▶ SET PROBLEM:
Copy out every line of the items below that contains the word "trees". Case counts.

▶ RECORDS SHOWN:
►

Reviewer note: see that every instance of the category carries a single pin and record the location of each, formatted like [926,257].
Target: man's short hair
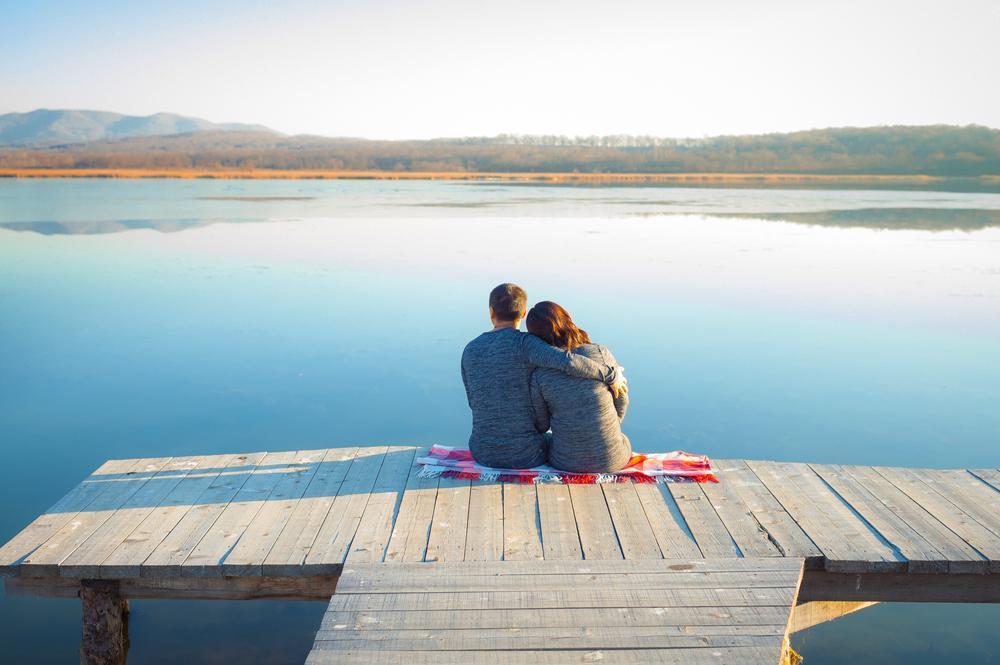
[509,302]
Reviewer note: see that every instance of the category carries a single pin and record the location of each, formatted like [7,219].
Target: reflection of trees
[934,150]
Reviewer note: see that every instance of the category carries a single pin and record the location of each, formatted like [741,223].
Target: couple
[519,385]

◄
►

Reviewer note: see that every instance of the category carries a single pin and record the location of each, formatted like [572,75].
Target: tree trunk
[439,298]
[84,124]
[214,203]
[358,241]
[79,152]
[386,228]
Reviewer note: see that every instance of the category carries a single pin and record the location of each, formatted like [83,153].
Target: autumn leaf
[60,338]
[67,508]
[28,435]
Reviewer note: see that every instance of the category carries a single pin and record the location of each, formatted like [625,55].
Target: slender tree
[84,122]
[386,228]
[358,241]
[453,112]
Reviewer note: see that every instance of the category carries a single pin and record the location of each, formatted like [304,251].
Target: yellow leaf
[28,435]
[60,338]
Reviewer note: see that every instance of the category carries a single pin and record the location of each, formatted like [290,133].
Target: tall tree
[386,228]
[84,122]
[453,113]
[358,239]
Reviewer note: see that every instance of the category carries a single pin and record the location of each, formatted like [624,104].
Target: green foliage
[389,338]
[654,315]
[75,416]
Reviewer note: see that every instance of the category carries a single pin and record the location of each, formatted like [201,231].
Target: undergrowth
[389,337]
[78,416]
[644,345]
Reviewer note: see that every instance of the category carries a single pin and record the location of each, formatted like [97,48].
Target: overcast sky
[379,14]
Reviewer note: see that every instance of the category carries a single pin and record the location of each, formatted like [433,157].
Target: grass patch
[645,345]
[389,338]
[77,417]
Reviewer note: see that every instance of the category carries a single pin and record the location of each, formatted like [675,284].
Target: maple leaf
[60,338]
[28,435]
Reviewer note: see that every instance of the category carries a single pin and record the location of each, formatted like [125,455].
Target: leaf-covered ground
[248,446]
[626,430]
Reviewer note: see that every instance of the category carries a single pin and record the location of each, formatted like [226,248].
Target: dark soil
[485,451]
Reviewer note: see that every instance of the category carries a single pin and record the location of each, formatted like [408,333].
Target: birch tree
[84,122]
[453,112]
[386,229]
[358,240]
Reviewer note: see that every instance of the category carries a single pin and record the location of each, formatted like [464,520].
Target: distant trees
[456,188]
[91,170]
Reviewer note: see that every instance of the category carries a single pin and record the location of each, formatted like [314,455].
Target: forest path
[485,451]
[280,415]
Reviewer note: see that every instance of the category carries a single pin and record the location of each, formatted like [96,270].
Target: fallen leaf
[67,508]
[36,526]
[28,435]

◄

▶ CORRECT RESPONSE:
Target: reflection of trees
Target: distant trees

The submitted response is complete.